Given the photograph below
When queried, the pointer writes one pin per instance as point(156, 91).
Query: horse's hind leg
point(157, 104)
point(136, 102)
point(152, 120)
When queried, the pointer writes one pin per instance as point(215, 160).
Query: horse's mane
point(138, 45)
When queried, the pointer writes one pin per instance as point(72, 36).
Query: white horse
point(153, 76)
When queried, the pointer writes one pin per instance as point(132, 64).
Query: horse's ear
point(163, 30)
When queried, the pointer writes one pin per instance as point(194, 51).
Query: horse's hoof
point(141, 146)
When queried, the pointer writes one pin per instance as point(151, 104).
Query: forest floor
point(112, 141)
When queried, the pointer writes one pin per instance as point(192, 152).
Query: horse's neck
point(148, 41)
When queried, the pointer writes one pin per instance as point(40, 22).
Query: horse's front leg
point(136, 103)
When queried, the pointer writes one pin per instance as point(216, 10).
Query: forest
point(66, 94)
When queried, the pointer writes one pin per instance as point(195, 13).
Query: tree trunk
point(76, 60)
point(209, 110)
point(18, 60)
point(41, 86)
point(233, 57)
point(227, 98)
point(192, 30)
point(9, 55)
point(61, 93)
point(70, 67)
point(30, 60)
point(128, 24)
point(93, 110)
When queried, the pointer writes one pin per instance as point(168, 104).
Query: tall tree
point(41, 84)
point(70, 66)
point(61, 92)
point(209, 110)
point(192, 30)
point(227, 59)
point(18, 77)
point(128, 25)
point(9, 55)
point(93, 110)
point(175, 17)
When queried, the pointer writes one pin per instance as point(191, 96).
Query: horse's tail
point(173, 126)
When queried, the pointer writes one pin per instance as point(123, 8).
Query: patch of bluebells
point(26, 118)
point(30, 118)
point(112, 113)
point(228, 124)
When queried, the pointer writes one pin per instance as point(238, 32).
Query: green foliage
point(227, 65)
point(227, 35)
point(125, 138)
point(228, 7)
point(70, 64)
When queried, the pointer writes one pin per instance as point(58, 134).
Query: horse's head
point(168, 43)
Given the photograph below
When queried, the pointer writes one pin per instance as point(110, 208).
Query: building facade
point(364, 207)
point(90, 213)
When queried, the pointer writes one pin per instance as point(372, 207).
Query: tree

TASK GOAL: Rewrite all of the lines above, changing every "pointer" to "annotator" and leaving everything else unchanged.

SOLUTION BELOW:
Given the photograph below
When queried, the annotator writes one pin per instance as point(156, 91).
Query: horse's hind leg
point(157, 104)
point(136, 102)
point(152, 120)
When queried, the annotator writes one pin per instance as point(215, 160).
Query: horse's mane
point(138, 45)
When queried, the annotator writes one pin per instance as point(72, 36).
Query: white horse
point(153, 76)
When queried, the annotator writes one pin per instance as point(132, 64).
Query: horse's ear
point(163, 30)
When queried, the annotator writes one pin per instance as point(194, 51).
Query: horse's hoof
point(141, 146)
When queried, the annotator writes one pin per instance as point(151, 104).
Query: forest floor
point(112, 141)
When queried, the annotator writes one pin per instance as point(192, 152).
Query: horse's neck
point(148, 41)
When queried, the annotator writes one pin per instance as point(40, 22).
Query: horse's front leg
point(136, 103)
When queried, the annotator writes one pin per instance as point(216, 10).
Query: forest
point(66, 94)
When queried, the annotator writes one pin per instance as point(195, 13).
Query: tree trunk
point(76, 60)
point(209, 110)
point(18, 60)
point(41, 86)
point(233, 57)
point(227, 98)
point(192, 30)
point(9, 55)
point(61, 93)
point(70, 67)
point(30, 60)
point(128, 24)
point(93, 110)
When queried, the annotator writes one pin per instance as point(168, 104).
Query: tall tree
point(41, 84)
point(70, 66)
point(61, 92)
point(209, 110)
point(192, 30)
point(227, 59)
point(18, 77)
point(128, 25)
point(9, 55)
point(93, 110)
point(175, 17)
When queried, the annotator writes one pin per instance as point(191, 96).
Query: horse's tail
point(173, 126)
When queried, the annotator writes one pin per instance as point(123, 8).
Query: patch of bluebells
point(26, 118)
point(30, 118)
point(112, 113)
point(228, 124)
When queried, the annotator writes one pin per instance as point(238, 32).
Query: green foliage
point(227, 65)
point(227, 35)
point(125, 138)
point(228, 7)
point(70, 64)
When queried, the annotator writes one pin per instance as point(58, 134).
Query: horse's head
point(168, 43)
Given the photograph below
When queried, the annotator writes one pin per instance as point(110, 208).
Query: building facade
point(364, 207)
point(90, 213)
When queried, the annotator writes one pin per instance as point(372, 207).
Query: tree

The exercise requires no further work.